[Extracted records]

▶

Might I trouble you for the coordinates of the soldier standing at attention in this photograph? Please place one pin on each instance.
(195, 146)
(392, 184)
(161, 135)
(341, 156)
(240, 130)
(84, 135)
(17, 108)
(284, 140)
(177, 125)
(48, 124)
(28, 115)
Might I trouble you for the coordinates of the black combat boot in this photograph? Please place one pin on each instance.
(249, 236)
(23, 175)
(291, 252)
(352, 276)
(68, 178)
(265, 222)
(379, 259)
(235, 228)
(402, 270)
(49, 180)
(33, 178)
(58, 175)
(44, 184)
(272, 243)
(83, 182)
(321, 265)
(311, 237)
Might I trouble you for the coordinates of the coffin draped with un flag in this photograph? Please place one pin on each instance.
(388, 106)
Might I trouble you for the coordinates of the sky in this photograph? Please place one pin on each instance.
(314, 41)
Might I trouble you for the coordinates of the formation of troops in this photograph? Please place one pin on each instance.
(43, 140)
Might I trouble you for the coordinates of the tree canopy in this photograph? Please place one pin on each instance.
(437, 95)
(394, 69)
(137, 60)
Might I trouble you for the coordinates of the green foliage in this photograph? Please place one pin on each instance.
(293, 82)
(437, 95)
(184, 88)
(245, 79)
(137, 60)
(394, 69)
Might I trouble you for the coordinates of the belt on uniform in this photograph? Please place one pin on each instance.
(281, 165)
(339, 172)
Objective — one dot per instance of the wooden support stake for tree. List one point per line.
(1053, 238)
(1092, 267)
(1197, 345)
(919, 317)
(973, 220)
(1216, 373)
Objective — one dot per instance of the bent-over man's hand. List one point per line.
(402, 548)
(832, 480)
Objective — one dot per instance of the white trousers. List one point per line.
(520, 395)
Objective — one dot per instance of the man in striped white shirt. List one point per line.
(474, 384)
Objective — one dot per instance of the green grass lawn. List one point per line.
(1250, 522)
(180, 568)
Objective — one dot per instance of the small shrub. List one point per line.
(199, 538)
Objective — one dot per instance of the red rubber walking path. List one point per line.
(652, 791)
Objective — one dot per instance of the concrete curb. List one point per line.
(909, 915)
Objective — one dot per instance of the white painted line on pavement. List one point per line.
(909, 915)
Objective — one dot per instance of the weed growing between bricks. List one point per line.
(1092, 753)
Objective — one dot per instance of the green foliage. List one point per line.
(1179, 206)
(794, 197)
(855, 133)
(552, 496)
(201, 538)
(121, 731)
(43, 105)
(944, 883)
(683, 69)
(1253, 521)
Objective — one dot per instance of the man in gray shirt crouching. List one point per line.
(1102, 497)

◀

- _Your assignment_:
Using the exact wording, repeat all the entries.

- _Task result_:
Might I trouble you for the coordinates of the soldier standing at attention in this photograph? Please place one pin on each instance.
(195, 146)
(392, 184)
(161, 135)
(341, 156)
(240, 130)
(84, 135)
(17, 108)
(284, 140)
(177, 125)
(48, 124)
(28, 115)
Might I trouble you for the coordinates of the black combat boot in this photograph? Please place one pin on each instance.
(249, 236)
(23, 175)
(291, 252)
(352, 276)
(68, 178)
(265, 222)
(379, 259)
(235, 228)
(402, 270)
(49, 180)
(33, 178)
(58, 175)
(44, 184)
(272, 243)
(83, 182)
(321, 265)
(311, 237)
Might I trouble you for the coordinates of the coffin draped with un flag in this photograph? Please place one pin on each instance.
(388, 106)
Might I trouble you for the coordinates of the sky in this photograph? Please place one pin on each instance.
(314, 41)
Might I trouble you for the coordinates of the formation of troops in this photograph? Please place one pin on each instance.
(43, 140)
Might I trouble you for the coordinates of the tree canopy in this photograph? Please place one pin on each instance.
(437, 95)
(394, 69)
(137, 60)
Might I trouble you for the coordinates of the green foliage in this photograph? Please place one pin on each instance.
(293, 82)
(437, 95)
(184, 88)
(245, 79)
(137, 60)
(394, 69)
Might I trouble you for the coordinates of the belt on uniform in this photograph? Please place one pin on each instance.
(281, 165)
(339, 172)
Objective — one dot per instance of the wooden support stake for tree. List one point per line.
(1053, 238)
(1092, 267)
(1197, 345)
(919, 317)
(973, 220)
(1216, 373)
Objective — one dot per instance of the bent-over man's hand. List one point per line.
(402, 548)
(832, 480)
Objective — one dot per instance of the white trousers. List one point per line.
(520, 395)
Objective — one dot per instance of the man in striped white shirt. List one point per line.
(474, 384)
Objective — one dot per instance of the green grass lawn. List one point per line.
(1250, 522)
(180, 568)
Objective — one dot per instance of the small shrub. List one point per line.
(199, 538)
Objective — one dot per instance of the red rubber walking path. List one point per line.
(652, 791)
Objective — one dot per instance of the concrete curb. List one point per line.
(909, 915)
Objective — one dot per instance of the white painted line on pavement. List one point per line.
(909, 915)
Objective — one dot per instance of the weed growing between bricks. List one point per line.
(1092, 753)
Objective — one dot per instance of the green foliage. List one point per line.
(1179, 206)
(794, 197)
(855, 133)
(552, 496)
(201, 538)
(121, 731)
(43, 105)
(944, 883)
(683, 69)
(1253, 521)
Objective — one dot per instance of the man in gray shirt crouching. List one point per line.
(1102, 497)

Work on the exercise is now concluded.